*What you have to do*
Lines below that hold the word "segment" must be copied in full.

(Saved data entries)
<<<<

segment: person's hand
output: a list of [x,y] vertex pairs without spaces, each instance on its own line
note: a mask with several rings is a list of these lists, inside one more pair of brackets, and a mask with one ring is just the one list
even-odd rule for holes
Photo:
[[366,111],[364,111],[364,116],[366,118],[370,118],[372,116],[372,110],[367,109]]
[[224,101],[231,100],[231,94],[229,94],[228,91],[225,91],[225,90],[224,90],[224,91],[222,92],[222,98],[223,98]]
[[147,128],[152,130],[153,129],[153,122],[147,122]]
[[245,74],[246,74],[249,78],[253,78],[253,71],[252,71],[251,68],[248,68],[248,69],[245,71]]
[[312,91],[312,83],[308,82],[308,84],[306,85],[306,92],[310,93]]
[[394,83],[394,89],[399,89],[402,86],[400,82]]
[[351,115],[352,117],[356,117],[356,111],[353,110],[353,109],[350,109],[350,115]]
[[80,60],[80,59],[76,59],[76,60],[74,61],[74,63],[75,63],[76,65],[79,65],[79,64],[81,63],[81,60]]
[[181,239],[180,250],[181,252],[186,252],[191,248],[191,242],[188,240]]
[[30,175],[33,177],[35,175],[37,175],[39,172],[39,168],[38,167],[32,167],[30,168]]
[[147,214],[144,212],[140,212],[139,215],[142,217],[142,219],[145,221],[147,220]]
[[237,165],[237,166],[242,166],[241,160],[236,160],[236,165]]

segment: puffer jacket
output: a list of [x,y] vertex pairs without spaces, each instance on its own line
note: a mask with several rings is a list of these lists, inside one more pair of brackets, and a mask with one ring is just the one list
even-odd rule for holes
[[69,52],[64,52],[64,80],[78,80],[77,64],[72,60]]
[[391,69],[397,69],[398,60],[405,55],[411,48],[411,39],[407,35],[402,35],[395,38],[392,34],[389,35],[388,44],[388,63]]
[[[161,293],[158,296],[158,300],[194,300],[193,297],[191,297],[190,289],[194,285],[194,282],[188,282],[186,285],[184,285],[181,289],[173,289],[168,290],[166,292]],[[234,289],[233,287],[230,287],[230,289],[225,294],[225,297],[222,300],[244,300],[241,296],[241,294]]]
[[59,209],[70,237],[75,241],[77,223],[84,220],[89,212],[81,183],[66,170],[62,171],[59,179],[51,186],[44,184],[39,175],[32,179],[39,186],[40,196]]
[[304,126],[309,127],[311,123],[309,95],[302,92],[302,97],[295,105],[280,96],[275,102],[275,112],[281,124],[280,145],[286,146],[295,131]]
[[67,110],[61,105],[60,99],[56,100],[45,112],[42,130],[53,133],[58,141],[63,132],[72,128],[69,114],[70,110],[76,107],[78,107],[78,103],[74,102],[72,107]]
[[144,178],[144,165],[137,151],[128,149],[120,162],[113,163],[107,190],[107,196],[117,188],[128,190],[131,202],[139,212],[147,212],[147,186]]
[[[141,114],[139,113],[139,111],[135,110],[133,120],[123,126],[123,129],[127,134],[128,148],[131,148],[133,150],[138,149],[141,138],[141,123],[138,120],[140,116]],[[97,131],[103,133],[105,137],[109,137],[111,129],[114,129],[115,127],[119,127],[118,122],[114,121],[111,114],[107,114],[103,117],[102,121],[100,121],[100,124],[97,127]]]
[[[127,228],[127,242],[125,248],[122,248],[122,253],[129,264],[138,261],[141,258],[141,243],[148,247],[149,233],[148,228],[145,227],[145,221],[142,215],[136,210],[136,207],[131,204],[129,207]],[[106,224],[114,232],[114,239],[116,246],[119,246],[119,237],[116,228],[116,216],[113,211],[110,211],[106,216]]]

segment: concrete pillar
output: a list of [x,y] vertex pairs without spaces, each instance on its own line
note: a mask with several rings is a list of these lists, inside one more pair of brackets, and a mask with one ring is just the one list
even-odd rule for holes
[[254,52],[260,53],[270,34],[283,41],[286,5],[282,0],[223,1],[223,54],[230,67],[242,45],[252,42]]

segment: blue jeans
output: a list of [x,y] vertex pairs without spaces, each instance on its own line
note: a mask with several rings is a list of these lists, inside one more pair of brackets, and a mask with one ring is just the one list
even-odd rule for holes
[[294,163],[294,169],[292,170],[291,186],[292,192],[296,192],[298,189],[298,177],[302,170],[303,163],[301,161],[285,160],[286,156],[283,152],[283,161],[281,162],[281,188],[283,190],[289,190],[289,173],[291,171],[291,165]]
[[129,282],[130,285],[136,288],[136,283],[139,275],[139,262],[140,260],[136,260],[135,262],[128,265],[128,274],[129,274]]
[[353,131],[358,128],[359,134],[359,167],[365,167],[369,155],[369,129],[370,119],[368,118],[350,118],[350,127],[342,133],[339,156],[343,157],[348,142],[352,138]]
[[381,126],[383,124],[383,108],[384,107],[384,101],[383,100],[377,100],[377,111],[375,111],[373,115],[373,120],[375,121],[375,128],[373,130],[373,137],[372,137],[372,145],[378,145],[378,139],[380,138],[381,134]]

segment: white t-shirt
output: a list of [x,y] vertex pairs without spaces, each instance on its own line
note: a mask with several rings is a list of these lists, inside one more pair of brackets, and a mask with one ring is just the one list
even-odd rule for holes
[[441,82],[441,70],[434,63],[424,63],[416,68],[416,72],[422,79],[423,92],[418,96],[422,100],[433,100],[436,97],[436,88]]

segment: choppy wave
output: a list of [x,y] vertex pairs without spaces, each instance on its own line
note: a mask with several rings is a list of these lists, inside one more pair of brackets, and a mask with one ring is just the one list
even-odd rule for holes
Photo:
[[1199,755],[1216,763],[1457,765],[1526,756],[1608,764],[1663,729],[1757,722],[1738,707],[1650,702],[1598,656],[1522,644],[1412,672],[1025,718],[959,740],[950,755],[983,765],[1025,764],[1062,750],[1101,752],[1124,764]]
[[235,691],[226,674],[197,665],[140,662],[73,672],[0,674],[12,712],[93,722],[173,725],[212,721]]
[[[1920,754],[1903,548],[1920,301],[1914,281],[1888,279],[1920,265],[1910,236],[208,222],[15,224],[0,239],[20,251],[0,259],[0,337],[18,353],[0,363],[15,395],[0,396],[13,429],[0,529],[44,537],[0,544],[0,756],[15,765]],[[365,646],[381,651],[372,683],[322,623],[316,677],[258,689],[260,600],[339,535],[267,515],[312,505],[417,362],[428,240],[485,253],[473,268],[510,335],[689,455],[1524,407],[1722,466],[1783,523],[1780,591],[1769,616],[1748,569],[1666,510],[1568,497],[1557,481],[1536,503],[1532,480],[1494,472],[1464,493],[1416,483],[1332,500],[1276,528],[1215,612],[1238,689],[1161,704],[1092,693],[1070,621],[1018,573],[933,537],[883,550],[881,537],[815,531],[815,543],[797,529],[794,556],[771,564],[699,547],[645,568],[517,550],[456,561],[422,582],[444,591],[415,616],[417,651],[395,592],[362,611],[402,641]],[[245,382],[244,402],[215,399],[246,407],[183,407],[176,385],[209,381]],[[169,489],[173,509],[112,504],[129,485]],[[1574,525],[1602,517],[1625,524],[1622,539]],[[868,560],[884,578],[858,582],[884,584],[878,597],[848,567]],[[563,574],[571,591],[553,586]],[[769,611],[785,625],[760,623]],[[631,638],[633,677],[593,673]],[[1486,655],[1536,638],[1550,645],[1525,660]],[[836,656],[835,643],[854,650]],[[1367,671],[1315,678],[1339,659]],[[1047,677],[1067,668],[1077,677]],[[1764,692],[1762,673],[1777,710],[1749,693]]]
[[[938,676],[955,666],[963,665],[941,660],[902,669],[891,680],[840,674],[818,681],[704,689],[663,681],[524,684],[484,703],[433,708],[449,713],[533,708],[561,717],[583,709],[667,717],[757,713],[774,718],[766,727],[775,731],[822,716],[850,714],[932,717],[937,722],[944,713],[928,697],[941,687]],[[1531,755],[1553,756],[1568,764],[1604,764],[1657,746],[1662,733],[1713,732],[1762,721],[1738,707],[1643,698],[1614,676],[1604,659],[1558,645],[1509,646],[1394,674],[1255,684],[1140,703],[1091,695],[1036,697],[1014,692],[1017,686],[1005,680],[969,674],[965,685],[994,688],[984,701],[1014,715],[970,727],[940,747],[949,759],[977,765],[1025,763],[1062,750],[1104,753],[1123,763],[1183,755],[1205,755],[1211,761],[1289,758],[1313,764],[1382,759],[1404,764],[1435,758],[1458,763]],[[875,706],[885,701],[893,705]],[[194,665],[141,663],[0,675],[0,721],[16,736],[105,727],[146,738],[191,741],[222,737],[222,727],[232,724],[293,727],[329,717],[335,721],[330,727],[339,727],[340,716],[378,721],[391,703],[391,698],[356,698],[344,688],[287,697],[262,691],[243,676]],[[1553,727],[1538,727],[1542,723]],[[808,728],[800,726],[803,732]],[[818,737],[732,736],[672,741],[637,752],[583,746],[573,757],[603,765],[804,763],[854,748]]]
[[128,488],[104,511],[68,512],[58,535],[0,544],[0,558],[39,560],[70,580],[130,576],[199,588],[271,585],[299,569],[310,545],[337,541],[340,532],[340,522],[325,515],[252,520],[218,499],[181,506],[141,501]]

>>>>

*Answer space*
segment: person's hand
segment: puffer jacket
segment: concrete pillar
segment: blue jeans
segment: white t-shirt
segment: choppy wave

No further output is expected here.